What the task requires =>
Reproduce each of the rows below verbatim, omitting the pictures.

.....

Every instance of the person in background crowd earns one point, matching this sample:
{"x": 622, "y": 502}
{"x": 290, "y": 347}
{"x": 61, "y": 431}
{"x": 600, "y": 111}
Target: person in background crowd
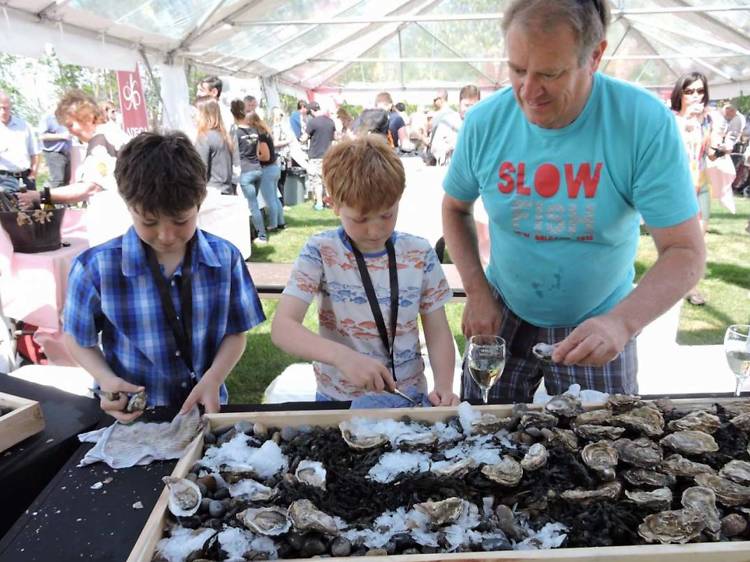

.....

Answer for this exercise =>
Every instance of the person in background crowd earns one point, matching this sample:
{"x": 622, "y": 502}
{"x": 290, "y": 347}
{"x": 61, "y": 431}
{"x": 600, "y": 111}
Target: person in background crowd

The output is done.